» **PROBLEM STATEMENT**:
Set down the line that contains "pond the system should track." and every line after it to the end of the entries, exactly as they stand and nothing more.

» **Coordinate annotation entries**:
'''

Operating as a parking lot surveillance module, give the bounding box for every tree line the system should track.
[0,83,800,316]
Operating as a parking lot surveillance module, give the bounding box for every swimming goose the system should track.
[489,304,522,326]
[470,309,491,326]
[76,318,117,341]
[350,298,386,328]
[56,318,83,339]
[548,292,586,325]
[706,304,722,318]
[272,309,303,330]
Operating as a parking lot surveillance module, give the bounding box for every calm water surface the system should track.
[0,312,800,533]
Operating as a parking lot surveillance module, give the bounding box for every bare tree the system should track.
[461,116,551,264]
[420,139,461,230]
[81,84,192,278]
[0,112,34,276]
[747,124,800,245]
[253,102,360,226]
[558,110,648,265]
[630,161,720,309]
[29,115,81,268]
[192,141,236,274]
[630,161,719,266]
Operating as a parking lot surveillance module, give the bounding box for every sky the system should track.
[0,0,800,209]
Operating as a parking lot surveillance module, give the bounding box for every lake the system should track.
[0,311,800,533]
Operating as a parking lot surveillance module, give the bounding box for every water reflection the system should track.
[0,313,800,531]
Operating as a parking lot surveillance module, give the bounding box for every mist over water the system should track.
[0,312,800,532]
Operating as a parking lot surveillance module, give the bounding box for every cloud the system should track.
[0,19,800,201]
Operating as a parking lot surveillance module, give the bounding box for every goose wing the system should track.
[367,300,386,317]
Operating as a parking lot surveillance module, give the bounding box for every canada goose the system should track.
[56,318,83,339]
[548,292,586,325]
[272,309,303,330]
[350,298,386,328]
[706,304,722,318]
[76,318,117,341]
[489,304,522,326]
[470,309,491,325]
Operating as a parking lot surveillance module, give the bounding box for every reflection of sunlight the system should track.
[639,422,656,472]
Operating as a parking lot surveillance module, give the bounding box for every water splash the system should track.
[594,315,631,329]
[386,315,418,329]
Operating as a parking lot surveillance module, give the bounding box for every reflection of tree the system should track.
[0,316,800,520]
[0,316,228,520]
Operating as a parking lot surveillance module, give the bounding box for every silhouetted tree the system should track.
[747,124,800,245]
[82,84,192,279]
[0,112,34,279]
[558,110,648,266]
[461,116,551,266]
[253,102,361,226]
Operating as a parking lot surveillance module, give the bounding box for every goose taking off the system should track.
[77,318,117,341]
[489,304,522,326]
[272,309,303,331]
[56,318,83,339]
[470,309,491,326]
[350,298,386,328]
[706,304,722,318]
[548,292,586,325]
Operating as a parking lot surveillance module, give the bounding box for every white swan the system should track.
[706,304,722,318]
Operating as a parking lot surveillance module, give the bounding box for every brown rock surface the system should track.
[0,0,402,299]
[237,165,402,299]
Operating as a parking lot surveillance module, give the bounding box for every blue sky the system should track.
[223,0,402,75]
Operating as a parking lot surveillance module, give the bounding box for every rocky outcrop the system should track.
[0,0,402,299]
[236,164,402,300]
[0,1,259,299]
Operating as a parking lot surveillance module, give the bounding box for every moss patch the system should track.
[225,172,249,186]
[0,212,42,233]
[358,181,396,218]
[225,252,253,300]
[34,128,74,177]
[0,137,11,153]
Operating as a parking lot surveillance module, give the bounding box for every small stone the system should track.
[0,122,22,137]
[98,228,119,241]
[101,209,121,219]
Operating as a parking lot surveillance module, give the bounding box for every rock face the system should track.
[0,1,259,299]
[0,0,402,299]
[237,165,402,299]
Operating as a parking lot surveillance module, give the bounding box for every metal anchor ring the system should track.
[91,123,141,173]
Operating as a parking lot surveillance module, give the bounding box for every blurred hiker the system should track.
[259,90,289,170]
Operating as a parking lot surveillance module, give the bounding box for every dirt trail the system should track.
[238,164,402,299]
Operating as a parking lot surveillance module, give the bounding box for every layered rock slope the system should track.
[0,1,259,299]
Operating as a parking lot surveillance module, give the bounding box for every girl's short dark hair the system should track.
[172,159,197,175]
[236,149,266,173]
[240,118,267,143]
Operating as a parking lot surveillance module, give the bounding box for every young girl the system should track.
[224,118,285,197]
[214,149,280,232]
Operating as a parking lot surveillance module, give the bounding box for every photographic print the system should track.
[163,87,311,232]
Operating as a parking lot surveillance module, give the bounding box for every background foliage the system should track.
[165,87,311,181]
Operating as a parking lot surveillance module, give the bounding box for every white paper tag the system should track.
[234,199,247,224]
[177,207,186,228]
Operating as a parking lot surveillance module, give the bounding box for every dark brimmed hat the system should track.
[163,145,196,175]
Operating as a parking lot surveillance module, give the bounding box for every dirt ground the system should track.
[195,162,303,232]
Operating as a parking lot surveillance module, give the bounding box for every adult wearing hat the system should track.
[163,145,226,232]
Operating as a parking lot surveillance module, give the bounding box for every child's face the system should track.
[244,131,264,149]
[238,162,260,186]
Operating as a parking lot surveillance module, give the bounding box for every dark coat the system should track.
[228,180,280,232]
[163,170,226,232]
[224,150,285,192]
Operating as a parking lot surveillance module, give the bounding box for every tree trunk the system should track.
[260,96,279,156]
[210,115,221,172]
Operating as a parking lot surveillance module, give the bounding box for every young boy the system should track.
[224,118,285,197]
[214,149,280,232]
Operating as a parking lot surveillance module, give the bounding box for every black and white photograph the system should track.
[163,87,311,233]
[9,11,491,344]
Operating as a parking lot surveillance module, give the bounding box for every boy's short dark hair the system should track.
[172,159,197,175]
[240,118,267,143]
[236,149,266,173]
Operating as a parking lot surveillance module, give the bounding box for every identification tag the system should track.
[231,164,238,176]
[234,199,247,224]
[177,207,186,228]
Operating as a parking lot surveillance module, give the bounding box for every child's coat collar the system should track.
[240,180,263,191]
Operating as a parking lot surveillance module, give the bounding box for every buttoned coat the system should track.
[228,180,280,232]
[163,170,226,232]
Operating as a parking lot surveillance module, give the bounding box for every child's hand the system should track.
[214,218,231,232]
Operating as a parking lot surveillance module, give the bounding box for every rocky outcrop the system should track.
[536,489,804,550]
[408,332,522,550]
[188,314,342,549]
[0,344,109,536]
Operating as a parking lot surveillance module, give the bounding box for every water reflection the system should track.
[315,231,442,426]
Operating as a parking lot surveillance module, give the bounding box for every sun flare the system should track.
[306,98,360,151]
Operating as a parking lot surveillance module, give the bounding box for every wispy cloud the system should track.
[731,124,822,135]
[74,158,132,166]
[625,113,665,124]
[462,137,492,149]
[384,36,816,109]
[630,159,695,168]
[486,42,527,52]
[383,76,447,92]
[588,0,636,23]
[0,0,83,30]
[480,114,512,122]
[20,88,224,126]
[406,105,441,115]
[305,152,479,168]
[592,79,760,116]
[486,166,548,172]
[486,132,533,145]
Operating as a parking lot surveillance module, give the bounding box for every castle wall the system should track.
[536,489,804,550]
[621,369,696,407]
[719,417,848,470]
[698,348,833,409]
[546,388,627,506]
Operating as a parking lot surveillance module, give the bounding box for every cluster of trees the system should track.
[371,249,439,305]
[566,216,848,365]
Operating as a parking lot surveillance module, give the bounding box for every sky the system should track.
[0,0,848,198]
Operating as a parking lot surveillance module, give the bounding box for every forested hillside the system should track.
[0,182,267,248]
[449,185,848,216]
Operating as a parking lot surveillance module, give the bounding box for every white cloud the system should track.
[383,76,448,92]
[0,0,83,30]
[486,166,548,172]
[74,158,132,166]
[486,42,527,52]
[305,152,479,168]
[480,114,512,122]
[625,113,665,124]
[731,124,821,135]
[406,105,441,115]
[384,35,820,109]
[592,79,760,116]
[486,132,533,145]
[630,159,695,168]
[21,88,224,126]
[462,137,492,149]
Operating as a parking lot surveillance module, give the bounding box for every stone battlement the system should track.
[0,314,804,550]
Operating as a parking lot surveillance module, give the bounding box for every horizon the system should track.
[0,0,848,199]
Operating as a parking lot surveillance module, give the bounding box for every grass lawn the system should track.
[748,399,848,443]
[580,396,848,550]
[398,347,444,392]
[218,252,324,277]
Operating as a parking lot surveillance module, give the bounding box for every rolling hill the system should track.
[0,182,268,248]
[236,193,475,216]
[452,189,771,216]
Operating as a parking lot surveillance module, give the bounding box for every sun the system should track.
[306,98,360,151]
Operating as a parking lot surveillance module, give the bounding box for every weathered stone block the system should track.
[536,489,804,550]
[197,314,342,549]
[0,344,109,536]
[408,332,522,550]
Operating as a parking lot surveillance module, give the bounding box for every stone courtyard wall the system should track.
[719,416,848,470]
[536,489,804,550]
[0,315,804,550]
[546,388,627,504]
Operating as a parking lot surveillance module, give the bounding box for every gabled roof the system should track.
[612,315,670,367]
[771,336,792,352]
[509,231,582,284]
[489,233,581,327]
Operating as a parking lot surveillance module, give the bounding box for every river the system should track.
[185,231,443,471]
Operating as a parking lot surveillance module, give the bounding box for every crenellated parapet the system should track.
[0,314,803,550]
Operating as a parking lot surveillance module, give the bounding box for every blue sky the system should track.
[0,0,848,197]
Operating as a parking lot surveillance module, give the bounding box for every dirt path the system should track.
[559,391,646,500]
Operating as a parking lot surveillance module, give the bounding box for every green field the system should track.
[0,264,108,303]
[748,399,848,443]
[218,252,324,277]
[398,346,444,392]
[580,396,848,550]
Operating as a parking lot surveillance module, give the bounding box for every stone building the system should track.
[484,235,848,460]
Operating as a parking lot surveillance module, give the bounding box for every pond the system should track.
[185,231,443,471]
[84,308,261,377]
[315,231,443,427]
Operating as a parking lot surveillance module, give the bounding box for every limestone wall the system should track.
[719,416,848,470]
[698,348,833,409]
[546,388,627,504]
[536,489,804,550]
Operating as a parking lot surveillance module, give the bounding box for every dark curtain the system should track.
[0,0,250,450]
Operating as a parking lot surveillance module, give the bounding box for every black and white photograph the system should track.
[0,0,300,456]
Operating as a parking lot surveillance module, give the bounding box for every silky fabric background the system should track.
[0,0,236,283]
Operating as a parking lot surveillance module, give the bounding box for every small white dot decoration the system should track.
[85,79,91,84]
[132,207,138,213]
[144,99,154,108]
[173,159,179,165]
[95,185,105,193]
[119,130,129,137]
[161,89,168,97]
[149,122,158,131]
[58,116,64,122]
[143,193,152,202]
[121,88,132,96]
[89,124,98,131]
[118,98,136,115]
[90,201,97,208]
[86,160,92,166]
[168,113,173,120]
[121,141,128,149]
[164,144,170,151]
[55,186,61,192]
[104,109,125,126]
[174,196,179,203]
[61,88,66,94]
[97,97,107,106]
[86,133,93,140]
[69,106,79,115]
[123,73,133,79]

'''

» **OUTPUT OF THE TASK**:
Operating as a parking lot surveillance module, give the bounding box for every pond the system should track.
[185,231,443,471]
[84,308,261,377]
[315,231,443,427]
Operating as a parking lot surveillance module, give the bounding box for every limestone wall the system should track.
[719,416,848,470]
[698,348,833,409]
[546,388,627,504]
[536,489,804,550]
Operating as a parking lot surveillance module, give the bounding box for every dark curtain the system should track.
[0,0,250,450]
Operating as a parking lot surveillance module, give the bounding box for every black and white photograph the system should track.
[0,0,300,456]
Operating as a parking lot surveillance module, give the bounding box for every silky fabric background the system should track.
[0,0,236,283]
Operating as a parking lot surveillance module, give the bounding box for every small white dot decoration the system should track.
[85,79,91,84]
[132,207,138,213]
[144,99,154,108]
[173,159,179,165]
[95,185,105,193]
[119,130,129,137]
[161,89,168,97]
[149,122,158,131]
[58,116,64,122]
[143,193,152,202]
[121,88,132,96]
[89,124,98,131]
[118,98,136,115]
[90,201,97,208]
[86,160,92,166]
[168,113,173,120]
[121,141,128,149]
[164,144,170,151]
[55,186,61,192]
[104,109,125,126]
[174,196,179,203]
[61,88,66,94]
[97,97,107,106]
[86,133,93,140]
[69,106,79,115]
[123,73,133,79]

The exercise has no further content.